Work instructions:
List every line below that contains the word "outline", treating uppercase and lowercase letters as different.
--- Start Records for this task ---
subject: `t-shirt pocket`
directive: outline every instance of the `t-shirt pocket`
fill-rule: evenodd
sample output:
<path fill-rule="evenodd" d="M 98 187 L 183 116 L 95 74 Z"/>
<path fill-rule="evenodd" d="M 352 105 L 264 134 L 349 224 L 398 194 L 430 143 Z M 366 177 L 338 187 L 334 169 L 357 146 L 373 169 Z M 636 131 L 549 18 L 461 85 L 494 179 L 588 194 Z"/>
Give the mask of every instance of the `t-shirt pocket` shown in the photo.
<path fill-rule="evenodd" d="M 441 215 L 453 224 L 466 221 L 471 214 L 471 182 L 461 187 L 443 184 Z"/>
--- End Records for this task ---
--- Start Records for this task ---
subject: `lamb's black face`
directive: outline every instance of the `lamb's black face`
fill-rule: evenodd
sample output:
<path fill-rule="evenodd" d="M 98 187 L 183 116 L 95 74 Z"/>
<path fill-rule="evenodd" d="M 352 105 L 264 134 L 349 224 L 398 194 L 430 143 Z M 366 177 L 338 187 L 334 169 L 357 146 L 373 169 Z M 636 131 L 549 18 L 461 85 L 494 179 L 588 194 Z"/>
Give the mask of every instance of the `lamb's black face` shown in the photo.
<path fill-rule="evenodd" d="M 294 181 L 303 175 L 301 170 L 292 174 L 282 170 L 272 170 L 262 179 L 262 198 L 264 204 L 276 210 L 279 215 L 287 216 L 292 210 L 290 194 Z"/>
--- End Records for this task ---
Task result:
directive: outline every instance of the `t-shirt pocket`
directive: outline every instance of the `lamb's black face`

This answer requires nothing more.